** start Extracted text **

I have a small issue and was wondering if any of you guys know more about how CPU intensive certain codecs are.
I've got to play some video's on a projector screen that is connected to a very old PC. (1.8ghz single core)
The client usually asks for the video in MPEG2 format, at 1280x720:
Filesize is not really an issue, however too large and evidently this will take more work by the CPU.Format : MPEG-PS
File size : 332 MiB
Duration : 3mn 41s
Overall bit rate : 12.6 Mbps
Video
ID : 224 (0xE0)
Format : MPEG Video
Format version : Version 2
Format profile : Main@High-1440
Format settings, Matrix : Default
Duration : 3mn 41s
Bit rate mode : Variable
Bit rate : 11.7 Mbps
Nominal bit rate : 12.0 Mbps
Width : 1 280 pixels
Height : 720 pixels
Display aspect ratio : 16/9
Frame rate : 25.000 fps
Colorimetry : 4:2:0
Scan type : Progressive
Bits/(Pixel*Frame) : 0.507
Stream size : 309 MiB (93%)

** end Extracted text **

Write the next part of the post about playing MPEG-2 video on an old single-core PC, picking up right after its final line.

** start Data supplied **

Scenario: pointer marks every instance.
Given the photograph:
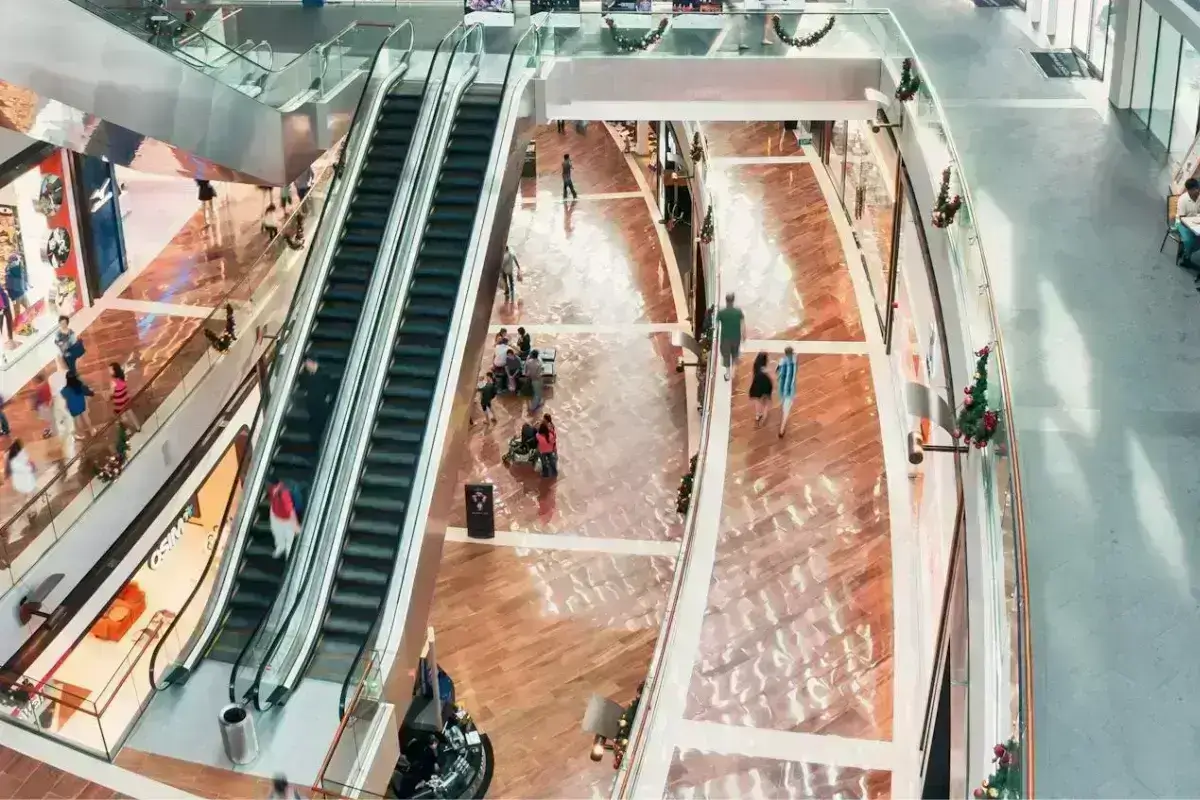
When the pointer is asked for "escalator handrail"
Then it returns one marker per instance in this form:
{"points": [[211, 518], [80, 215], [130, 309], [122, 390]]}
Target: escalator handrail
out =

** end Data supplied **
** start Data supplied **

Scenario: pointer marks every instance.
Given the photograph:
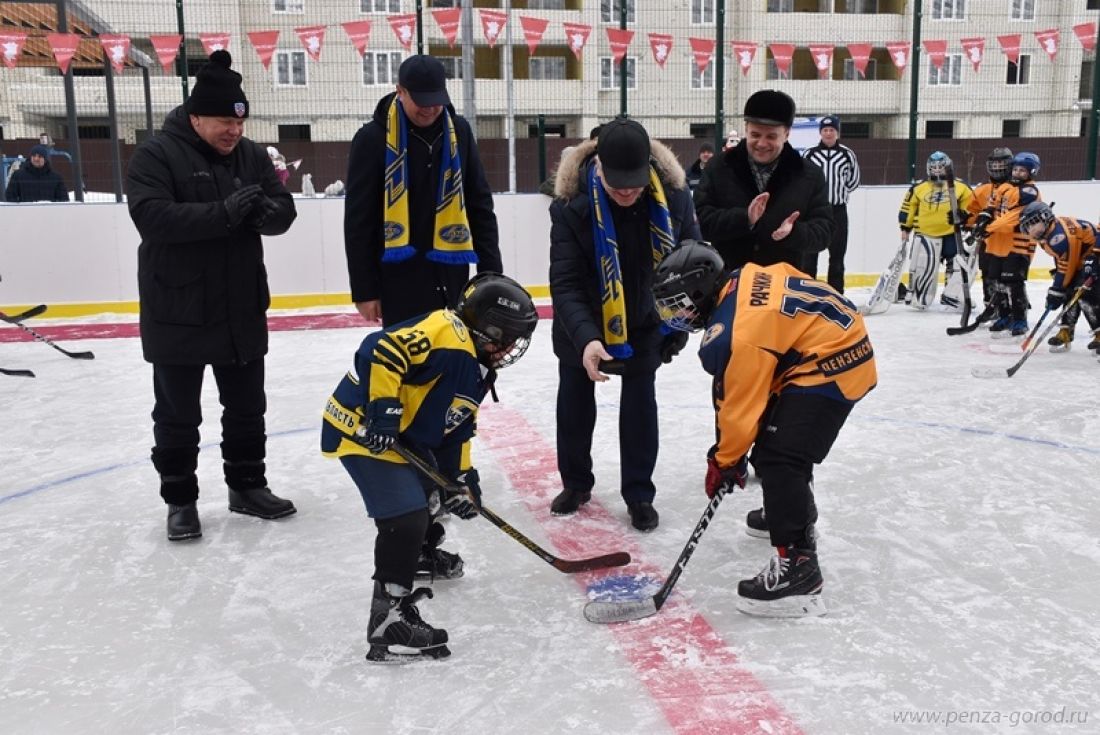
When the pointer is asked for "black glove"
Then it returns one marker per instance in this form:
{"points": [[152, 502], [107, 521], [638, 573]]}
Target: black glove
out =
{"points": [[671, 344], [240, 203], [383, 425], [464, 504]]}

** end Data supplied **
** start Data supplied **

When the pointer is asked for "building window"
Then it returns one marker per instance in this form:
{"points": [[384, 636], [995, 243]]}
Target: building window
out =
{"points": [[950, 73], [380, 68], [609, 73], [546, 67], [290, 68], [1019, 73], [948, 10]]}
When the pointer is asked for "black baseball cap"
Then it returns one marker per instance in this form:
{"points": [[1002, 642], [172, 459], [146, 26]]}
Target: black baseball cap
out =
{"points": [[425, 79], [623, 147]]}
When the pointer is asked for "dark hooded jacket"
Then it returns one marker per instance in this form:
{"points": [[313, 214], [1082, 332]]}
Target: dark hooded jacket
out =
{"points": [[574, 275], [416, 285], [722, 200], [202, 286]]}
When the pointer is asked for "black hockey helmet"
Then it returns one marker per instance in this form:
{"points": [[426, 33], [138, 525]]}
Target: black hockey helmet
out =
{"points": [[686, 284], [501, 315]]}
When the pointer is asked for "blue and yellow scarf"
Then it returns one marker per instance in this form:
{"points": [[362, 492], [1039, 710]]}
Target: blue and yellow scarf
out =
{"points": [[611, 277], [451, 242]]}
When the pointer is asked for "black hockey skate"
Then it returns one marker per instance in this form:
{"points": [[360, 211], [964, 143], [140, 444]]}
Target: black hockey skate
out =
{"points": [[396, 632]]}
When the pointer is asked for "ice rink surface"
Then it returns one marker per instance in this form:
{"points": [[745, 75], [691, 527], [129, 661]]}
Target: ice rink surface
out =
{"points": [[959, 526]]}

** end Data supplied **

- _Output for this exercise_
Audio
ID : 192 (0xC0)
Format : MPEG Audio
Format version : Version 1
Format profile : Layer 2
Duration : 3mn 41s
Bit rate mode : Constant
Bit rate : 384 Kbps
Channel(s) : 2 channels
Sampling rate : 48.0 KHz
Resolution : 16 bits
Video delay : -80ms
Stream size : 10.2 MiB (3%)
I'm willing to take some quality loss as obviously there is no way to avoid this, however with it being projected, i'd like to keep it as reasonable as possible.
I'm not sure if any other formats will work any better ? I'm aware of certain formats that are more CPU intensive (H264 for example) but not of which ones are lighter on the CPU.
I may just have to reduce the bitrate of the MPEG2 if there are no better options.
Cheers for any help.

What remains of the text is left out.